▶ [REQUIRED ACTION] In the material below, the lines from the one containing "Q: Provide one point on every instance of the grassy" through the one containing "Q: Provide one point on every instance of the wet" are to be given again exactly, ends included, and no others.

▶ [RECORDS FOR THE TASK]
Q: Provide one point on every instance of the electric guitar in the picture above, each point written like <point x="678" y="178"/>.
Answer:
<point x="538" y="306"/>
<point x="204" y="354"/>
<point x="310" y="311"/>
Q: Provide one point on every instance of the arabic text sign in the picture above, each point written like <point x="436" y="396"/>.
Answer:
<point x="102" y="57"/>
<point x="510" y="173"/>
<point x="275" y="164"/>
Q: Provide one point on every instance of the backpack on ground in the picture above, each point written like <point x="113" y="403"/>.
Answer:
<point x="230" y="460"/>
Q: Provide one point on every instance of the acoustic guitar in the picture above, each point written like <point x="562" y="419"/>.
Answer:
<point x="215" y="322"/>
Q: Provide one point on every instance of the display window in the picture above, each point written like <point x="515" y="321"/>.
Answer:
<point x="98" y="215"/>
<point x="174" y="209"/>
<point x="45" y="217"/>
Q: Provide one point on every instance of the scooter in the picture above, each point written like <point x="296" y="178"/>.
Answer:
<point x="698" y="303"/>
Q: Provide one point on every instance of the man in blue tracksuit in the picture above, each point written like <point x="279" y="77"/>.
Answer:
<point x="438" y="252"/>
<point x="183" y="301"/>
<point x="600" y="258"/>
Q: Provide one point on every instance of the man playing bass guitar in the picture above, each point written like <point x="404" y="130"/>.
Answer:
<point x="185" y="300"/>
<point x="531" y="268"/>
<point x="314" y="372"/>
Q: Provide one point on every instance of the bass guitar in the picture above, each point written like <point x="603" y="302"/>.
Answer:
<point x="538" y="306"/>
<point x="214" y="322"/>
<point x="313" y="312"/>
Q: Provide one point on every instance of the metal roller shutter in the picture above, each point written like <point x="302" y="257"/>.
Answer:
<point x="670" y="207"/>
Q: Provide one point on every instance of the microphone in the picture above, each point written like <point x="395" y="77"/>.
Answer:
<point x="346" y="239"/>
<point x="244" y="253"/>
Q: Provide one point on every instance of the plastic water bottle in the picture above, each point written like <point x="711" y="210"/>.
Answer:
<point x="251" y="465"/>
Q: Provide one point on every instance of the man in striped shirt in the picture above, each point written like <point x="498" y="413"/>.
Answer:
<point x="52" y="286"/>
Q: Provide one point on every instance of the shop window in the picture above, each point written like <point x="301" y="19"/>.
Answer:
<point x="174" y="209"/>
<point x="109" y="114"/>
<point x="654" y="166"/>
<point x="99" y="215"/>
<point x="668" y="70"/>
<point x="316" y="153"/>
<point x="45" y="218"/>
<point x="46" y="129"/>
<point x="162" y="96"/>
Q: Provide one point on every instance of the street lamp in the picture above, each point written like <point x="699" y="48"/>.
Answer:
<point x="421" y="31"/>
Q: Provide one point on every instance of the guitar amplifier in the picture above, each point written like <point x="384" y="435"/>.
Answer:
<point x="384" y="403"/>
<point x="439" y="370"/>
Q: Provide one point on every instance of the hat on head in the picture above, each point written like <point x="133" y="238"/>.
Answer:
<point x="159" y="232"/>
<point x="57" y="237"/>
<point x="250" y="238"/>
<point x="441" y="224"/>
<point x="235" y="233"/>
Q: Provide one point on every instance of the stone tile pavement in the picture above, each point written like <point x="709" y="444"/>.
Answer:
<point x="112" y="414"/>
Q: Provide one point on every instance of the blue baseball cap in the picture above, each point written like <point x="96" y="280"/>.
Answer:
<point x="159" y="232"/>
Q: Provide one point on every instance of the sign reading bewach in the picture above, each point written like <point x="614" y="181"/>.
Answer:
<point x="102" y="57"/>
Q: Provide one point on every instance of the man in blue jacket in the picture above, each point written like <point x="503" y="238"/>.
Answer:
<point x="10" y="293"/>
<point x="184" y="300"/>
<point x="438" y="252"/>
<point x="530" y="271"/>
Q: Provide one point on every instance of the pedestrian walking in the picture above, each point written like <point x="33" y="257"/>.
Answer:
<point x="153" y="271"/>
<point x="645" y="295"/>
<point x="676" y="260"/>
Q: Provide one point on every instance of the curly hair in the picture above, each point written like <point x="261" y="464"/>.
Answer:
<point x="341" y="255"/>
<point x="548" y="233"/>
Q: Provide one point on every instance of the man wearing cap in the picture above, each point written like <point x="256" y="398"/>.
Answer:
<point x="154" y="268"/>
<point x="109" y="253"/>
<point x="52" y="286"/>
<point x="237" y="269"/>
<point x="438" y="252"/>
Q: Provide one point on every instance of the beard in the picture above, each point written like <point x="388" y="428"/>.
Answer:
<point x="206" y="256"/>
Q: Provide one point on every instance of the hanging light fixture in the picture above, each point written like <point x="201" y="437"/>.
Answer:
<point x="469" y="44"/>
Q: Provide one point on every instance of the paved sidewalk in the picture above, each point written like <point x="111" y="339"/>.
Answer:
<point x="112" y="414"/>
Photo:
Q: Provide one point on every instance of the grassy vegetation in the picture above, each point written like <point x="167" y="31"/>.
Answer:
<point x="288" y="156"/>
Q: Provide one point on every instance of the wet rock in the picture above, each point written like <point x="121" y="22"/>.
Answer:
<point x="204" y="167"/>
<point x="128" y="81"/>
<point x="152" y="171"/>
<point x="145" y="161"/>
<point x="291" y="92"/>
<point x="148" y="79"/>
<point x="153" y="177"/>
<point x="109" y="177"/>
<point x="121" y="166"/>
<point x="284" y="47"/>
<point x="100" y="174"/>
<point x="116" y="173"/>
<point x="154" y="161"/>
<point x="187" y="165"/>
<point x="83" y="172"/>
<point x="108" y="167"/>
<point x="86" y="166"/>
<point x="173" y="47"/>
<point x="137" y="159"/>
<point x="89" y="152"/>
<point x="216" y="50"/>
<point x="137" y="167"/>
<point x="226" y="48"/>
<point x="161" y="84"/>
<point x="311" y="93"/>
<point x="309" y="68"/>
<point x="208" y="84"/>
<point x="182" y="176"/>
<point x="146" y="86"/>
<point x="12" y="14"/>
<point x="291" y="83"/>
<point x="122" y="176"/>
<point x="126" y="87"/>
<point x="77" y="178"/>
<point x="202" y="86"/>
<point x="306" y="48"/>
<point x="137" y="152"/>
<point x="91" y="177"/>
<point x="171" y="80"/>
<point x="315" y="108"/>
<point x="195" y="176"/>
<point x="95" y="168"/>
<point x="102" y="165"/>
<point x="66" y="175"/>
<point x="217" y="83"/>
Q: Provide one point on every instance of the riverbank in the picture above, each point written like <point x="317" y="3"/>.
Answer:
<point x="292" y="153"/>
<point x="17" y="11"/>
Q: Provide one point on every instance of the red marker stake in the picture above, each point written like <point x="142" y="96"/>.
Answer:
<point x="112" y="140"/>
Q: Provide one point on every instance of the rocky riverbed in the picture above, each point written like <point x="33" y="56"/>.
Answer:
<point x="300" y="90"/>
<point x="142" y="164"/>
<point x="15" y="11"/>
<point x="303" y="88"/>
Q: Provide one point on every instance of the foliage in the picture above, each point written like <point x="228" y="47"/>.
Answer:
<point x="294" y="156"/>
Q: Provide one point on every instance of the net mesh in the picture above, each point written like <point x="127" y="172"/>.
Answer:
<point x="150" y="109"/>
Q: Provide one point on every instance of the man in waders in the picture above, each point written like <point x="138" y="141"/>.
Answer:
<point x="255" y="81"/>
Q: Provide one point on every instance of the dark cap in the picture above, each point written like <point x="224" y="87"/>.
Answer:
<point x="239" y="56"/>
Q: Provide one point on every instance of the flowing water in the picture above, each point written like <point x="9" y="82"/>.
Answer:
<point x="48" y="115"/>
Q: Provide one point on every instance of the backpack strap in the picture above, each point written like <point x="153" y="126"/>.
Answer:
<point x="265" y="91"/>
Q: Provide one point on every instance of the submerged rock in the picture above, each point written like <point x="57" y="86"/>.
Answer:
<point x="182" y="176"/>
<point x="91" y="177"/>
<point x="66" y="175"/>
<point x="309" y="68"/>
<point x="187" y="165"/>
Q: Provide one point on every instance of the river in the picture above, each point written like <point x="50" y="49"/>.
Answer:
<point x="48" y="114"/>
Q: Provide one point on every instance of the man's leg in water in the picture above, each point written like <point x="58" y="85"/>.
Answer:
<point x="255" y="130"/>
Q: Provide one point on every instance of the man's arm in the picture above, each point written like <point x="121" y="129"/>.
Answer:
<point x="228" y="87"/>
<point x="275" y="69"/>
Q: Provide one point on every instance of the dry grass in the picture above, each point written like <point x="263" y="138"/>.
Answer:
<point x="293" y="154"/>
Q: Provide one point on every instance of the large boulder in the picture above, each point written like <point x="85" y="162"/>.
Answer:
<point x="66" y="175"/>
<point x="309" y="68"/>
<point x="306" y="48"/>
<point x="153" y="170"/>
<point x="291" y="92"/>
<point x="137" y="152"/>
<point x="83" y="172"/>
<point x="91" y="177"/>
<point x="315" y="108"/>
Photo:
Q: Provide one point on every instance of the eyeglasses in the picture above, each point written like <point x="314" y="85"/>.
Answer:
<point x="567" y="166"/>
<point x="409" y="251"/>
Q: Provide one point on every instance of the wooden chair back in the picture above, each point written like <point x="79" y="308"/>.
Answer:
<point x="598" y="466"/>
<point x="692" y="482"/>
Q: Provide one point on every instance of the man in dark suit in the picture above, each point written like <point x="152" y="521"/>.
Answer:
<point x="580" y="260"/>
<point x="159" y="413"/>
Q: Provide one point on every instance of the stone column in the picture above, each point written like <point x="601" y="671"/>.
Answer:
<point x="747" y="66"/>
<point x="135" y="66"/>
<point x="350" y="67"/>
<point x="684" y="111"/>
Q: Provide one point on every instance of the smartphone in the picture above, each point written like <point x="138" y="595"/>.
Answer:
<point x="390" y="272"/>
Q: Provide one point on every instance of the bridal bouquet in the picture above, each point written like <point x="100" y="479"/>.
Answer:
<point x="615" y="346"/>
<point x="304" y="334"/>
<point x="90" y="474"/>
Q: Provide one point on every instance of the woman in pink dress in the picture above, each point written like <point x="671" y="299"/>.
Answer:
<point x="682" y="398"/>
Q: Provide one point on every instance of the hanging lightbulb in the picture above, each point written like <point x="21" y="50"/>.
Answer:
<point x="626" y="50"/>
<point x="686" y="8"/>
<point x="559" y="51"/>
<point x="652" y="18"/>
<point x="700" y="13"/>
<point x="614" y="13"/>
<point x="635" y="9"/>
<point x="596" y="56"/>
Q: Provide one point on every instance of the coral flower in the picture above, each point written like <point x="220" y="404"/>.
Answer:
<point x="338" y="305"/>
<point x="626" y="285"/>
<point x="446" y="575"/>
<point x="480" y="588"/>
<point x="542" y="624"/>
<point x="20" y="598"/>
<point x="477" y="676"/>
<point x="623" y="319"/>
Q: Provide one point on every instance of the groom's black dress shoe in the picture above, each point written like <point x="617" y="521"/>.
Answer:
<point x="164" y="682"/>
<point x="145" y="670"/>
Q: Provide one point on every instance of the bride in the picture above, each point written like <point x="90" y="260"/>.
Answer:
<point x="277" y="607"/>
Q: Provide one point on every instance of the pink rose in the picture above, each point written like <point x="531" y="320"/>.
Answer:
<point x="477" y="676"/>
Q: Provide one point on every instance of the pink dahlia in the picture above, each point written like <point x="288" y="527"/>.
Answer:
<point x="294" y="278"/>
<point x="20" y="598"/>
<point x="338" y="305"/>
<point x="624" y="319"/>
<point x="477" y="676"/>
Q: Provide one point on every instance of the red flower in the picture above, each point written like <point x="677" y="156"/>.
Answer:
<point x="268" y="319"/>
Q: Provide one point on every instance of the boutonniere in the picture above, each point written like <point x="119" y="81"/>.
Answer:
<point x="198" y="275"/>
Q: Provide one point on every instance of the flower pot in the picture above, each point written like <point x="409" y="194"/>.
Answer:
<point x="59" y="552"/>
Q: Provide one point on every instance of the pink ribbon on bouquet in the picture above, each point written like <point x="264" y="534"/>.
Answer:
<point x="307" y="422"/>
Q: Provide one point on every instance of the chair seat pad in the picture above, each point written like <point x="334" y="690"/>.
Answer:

▶ [ANSWER]
Q: Provide one point on every instance of the grassy vegetation in the picture above, each point written like <point x="167" y="31"/>.
Answer:
<point x="288" y="156"/>
Q: Provide one point on every instance of the wet rock in the picture above, each point written like <point x="121" y="22"/>.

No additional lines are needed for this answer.